◆ **課題の指示**
以下の本文抜粋のうち、「比嘉 はい、すごく。それはも」から「分自身に一番返ってくるので。」までを、最後の語句も含めて一字一句違えずに書き写してください。

◆ **本文抜粋**
比嘉 はい、すごく。それはもう昔から変えられないですね。多少の無理はしていたとしても、嘘は絶対についてない。そうすれば何があっても折れない。
『フォレスト』の一話で、(楓の母)鈴子が「オオカミが来た」と嘘をついた少年の話をしますよね。「嘘は一度でもつくとね、もう、他の誰のことも信用できなくなってしまう。それが嘘をついたことの一番の不幸であり、罰なのよ」というあの言葉ってすごく深くて……。やっぱりやってしまったことって自分自身に一番返ってくるので。
大切なのは、時にプライドをかなぐり捨ててでも周りの人に真っ直ぐ向き合うこと。そのおかげでできた仲間たちや家族の存在が、今の私にとって、とても大事な基盤となっています。
——インスタでも常に周りのご縁に感謝されていますよね。

データセットに含まれる項目
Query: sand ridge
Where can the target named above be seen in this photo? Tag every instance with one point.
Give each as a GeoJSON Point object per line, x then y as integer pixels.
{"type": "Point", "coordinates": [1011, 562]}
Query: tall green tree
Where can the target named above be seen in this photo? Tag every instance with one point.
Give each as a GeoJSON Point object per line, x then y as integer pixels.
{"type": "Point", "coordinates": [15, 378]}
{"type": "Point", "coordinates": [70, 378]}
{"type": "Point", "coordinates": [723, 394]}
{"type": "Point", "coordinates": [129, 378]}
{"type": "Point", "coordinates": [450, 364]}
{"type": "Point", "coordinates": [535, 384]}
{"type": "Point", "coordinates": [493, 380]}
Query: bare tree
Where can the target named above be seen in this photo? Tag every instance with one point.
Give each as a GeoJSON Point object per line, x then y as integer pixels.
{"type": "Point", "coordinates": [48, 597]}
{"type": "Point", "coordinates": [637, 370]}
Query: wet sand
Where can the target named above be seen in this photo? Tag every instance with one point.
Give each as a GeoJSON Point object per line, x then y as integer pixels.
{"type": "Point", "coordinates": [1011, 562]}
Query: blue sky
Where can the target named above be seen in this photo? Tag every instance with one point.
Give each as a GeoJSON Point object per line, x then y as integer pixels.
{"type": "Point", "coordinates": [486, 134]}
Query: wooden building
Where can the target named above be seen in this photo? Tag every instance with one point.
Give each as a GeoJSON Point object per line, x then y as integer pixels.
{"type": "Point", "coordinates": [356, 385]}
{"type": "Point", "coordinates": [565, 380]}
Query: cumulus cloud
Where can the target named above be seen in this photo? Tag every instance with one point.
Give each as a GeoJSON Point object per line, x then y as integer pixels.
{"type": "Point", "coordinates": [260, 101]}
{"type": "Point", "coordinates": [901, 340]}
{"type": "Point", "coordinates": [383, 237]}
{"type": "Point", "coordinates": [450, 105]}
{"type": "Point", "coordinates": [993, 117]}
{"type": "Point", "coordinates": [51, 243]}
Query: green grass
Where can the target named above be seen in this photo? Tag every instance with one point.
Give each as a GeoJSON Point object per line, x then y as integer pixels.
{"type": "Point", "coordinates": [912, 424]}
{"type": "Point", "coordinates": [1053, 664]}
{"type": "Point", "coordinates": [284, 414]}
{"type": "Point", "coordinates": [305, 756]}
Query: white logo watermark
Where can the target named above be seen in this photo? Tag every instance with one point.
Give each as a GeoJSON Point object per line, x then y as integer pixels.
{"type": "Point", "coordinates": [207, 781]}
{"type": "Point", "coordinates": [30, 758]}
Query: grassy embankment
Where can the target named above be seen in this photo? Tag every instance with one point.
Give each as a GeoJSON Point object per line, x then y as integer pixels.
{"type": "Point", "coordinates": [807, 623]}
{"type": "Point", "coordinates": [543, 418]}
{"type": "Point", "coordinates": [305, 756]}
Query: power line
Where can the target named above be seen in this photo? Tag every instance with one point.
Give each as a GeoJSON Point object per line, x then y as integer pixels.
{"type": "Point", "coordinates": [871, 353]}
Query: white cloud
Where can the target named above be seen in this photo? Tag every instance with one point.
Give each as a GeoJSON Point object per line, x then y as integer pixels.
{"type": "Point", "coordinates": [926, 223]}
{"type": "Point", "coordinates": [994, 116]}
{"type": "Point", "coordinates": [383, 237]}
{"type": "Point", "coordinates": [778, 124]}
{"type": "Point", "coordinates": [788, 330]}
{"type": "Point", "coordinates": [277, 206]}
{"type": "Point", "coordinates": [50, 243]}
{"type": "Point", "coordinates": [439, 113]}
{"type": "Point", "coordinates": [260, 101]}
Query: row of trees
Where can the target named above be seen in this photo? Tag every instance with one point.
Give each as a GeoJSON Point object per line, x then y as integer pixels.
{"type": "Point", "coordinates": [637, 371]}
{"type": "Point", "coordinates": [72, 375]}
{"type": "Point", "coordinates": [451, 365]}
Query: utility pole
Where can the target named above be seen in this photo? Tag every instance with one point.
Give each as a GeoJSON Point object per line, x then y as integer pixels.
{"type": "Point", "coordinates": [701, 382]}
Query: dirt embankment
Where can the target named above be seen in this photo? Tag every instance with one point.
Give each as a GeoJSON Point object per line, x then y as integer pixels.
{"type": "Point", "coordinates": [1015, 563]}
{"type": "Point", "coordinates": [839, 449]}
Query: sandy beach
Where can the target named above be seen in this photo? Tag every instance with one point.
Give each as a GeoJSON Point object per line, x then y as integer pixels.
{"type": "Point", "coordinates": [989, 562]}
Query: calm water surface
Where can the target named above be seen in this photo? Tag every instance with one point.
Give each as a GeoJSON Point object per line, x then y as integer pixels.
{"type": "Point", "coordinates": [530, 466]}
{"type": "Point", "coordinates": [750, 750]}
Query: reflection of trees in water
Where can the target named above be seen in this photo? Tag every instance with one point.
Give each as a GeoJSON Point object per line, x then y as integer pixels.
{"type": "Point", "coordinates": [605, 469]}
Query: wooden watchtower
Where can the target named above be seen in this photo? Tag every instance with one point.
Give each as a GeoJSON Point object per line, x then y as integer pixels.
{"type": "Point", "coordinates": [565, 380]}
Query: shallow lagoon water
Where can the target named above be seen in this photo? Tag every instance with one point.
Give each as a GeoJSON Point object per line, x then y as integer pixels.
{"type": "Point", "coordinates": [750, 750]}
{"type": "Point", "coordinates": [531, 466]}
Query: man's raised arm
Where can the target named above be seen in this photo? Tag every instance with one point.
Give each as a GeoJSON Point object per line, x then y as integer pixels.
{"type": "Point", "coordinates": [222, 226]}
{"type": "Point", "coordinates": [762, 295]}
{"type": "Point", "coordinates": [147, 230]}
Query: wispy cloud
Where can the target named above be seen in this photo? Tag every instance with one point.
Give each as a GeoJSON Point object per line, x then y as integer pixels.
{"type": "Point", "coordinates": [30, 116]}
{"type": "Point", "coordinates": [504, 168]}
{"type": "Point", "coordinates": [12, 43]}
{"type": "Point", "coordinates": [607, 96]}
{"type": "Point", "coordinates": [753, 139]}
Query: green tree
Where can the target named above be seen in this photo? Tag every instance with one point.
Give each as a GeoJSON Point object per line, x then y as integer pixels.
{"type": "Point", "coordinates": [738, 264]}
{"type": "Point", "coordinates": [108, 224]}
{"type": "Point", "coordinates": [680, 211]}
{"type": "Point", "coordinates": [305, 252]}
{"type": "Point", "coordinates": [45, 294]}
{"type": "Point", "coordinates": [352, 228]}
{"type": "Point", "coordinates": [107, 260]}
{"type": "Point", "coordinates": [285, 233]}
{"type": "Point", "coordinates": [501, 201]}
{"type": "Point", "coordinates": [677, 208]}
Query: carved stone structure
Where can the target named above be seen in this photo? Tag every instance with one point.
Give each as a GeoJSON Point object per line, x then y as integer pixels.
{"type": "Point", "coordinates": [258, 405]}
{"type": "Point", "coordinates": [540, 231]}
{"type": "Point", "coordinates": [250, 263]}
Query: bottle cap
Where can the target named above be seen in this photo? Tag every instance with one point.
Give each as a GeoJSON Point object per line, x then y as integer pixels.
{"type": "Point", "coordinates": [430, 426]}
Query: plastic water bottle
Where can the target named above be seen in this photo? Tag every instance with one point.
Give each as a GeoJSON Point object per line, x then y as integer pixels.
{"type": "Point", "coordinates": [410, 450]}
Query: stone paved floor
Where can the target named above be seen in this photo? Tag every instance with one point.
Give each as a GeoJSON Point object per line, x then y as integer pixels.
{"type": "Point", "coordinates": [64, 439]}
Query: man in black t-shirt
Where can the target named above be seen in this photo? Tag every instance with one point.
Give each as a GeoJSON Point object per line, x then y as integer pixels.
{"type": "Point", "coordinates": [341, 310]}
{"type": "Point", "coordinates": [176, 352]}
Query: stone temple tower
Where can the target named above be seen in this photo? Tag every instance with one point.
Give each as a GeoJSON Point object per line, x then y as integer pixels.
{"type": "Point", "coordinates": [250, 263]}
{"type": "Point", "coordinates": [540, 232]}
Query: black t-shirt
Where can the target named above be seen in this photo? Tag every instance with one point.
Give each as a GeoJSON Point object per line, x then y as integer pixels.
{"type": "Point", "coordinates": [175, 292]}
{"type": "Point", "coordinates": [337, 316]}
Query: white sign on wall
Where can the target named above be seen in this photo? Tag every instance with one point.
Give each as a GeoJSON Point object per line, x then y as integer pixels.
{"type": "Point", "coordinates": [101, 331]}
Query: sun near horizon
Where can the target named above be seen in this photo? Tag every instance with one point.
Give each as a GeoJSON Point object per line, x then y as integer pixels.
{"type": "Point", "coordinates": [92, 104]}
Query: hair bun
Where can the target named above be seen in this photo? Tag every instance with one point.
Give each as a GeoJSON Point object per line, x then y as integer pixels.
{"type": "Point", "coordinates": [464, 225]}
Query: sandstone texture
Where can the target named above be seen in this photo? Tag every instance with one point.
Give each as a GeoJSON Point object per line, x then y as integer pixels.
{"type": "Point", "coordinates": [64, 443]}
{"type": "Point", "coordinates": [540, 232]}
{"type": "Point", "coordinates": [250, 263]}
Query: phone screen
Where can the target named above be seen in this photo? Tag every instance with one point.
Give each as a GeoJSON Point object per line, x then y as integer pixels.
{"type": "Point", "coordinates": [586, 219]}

---

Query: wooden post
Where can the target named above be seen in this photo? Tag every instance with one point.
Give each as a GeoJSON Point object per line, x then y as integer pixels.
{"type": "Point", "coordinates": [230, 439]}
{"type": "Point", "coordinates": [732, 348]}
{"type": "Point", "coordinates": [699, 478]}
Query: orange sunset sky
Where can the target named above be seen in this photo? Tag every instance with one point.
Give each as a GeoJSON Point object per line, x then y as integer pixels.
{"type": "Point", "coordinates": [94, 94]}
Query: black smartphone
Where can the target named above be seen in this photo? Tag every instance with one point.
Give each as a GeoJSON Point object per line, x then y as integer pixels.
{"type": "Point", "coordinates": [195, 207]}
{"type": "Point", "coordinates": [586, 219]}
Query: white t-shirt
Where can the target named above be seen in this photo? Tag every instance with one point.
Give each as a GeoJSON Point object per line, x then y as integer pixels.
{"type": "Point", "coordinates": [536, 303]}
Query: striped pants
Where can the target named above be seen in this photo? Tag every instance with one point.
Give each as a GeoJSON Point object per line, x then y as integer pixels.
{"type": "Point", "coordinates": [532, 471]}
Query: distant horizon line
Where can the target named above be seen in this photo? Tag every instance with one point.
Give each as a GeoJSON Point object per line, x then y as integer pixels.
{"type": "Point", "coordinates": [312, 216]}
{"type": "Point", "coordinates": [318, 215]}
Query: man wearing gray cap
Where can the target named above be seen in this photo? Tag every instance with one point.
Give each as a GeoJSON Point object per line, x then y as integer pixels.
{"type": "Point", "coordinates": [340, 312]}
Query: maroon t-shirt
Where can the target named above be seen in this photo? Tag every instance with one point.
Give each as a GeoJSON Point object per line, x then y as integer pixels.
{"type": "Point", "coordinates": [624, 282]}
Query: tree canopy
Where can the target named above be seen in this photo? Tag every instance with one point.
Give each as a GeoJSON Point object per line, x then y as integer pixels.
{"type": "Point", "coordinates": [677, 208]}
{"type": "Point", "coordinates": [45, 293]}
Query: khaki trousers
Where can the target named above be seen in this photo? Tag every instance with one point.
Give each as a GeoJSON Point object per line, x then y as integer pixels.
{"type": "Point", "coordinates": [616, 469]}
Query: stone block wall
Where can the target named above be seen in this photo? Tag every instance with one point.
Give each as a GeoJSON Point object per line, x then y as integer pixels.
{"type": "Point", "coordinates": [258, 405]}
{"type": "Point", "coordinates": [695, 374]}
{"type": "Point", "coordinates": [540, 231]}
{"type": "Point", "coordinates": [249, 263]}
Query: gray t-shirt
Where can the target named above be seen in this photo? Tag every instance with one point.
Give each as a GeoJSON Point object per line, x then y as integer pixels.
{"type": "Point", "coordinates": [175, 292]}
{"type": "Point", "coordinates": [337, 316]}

...

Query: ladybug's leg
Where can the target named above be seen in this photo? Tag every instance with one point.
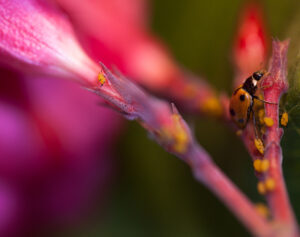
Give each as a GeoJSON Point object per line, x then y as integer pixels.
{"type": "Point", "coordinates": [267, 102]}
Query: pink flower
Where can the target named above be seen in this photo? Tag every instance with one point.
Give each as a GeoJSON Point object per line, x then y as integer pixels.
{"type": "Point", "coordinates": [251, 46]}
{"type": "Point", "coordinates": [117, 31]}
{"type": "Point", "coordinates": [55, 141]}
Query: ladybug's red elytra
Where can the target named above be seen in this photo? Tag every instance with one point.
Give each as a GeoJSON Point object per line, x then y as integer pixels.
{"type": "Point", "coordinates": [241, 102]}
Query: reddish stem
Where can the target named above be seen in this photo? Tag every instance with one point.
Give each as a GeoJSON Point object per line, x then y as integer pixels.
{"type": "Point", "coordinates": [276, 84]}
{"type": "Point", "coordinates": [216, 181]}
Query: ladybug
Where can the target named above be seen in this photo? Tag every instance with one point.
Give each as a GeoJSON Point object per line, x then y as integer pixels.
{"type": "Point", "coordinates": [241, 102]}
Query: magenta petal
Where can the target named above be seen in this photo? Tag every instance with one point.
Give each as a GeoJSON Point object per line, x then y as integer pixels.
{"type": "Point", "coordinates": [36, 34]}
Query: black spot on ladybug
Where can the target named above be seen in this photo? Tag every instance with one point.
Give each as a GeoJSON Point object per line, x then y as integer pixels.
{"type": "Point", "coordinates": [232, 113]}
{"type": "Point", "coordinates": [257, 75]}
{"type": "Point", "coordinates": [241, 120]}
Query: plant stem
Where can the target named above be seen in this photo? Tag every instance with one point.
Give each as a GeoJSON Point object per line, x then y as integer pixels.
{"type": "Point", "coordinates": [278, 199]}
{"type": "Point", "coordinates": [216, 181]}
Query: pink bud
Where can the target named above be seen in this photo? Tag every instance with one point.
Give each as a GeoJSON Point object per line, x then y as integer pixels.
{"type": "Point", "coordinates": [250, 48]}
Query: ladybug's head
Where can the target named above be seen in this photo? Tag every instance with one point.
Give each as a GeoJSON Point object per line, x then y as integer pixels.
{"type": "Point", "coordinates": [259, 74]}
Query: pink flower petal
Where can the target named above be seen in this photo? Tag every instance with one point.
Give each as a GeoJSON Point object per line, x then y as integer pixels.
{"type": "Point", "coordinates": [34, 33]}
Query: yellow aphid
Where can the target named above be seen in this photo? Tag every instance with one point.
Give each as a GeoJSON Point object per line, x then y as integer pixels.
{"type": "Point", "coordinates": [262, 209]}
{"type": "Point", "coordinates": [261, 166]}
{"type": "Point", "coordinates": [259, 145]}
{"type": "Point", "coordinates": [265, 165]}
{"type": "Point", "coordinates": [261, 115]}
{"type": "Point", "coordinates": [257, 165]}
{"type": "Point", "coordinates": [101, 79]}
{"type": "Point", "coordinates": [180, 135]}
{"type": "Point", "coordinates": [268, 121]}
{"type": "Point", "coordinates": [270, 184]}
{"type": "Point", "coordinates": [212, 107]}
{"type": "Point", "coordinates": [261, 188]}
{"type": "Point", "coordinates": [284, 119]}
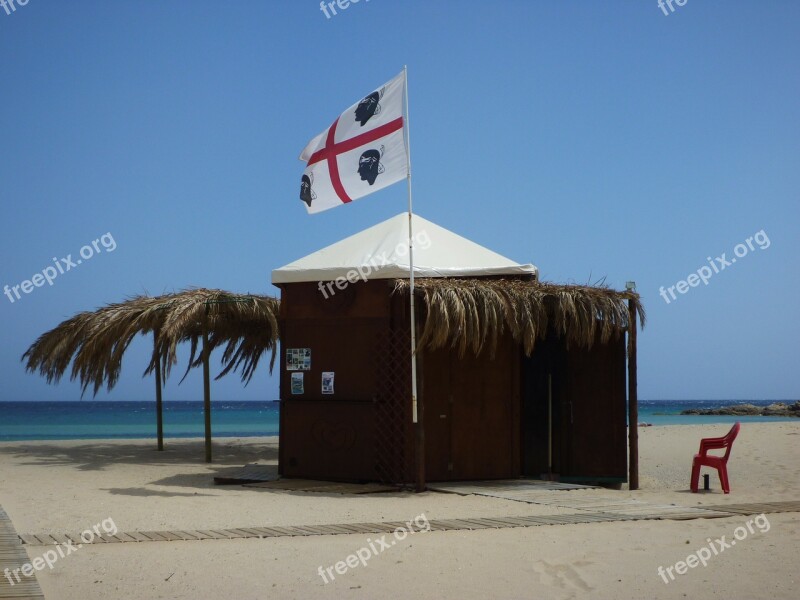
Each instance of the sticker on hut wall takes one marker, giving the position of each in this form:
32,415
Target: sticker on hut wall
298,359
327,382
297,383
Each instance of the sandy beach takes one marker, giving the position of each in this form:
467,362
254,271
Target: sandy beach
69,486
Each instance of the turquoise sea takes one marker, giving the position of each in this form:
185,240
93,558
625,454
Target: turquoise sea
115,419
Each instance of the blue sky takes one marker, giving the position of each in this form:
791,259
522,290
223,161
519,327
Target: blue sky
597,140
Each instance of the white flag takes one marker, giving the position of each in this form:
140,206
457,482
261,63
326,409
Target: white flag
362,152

◆ **この課題の解答**
比嘉 はい、すごく。それはもう昔から変えられないですね。多少の無理はしていたとしても、嘘は絶対についてない。そうすれば何があっても折れない。
『フォレスト』の一話で、(楓の母)鈴子が「オオカミが来た」と嘘をついた少年の話をしますよね。「嘘は一度でもつくとね、もう、他の誰のことも信用できなくなってしまう。それが嘘をついたことの一番の不幸であり、罰なのよ」というあの言葉ってすごく深くて……。やっぱりやってしまったことって自分自身に一番返ってくるので。